• _Exercise_
The lines from the one holding "Can you see the distant" to the end of the records below, exactly as written, are the only thing to return.

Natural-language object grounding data
——————————

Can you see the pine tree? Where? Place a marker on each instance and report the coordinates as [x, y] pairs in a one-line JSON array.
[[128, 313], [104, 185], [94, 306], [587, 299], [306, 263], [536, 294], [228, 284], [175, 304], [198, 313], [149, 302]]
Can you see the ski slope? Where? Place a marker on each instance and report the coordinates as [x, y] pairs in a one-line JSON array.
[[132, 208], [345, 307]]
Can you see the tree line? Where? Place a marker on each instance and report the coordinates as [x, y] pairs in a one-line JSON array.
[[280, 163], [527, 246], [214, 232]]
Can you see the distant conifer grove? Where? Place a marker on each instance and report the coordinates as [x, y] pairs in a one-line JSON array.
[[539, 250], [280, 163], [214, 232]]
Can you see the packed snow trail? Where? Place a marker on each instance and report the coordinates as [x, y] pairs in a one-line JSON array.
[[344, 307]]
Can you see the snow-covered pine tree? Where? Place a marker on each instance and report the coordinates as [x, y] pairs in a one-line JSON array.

——————————

• _The completed task_
Can you see the distant conifer grove? Where? Place a marker on each instance and report the coordinates as [x, y] pairs in a one-line JSON array.
[[539, 250], [280, 163], [214, 232]]
Can you see the packed snow trail? Where? Place a marker on each instance and report the coordinates as [x, y] pairs in a one-line JSON array.
[[344, 307]]
Can you see the snow-covered pine tree? Where? Place a marker on each instance and report the coordinates as [x, y] pairs in a one-line JSON array.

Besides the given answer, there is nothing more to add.